»»

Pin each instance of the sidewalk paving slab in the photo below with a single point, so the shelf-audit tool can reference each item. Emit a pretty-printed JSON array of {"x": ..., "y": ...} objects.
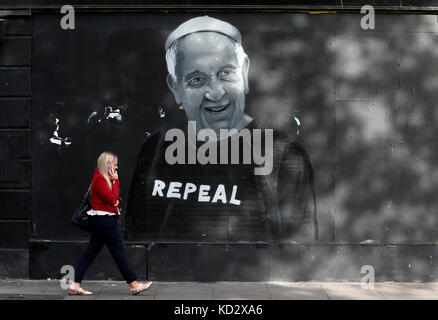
[
  {"x": 119, "y": 290},
  {"x": 349, "y": 291},
  {"x": 296, "y": 291},
  {"x": 241, "y": 291},
  {"x": 184, "y": 291},
  {"x": 408, "y": 291}
]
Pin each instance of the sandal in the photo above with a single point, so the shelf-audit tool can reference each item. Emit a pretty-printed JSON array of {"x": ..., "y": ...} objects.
[
  {"x": 79, "y": 292},
  {"x": 141, "y": 287}
]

««

EXERCISE DESCRIPTION :: Repeat every line of the listing word for word, but leave the pictures out of your copy.

IN RESPONSE ::
Pin each instance of the sidewalk paving slab in the photo below with a single point, so the shelf-audit tool can reference each item. Emit a pretty-printed JSON array of {"x": ..., "y": ...} objects.
[
  {"x": 119, "y": 290},
  {"x": 349, "y": 291},
  {"x": 296, "y": 291},
  {"x": 241, "y": 291},
  {"x": 184, "y": 291},
  {"x": 408, "y": 291}
]
Pin each instance of the sandal in the photo above with a single point, so the shelf-audit tool can reference each item. Emit a pretty-printed JSON array of {"x": ..., "y": ...} objects.
[
  {"x": 79, "y": 292},
  {"x": 141, "y": 287}
]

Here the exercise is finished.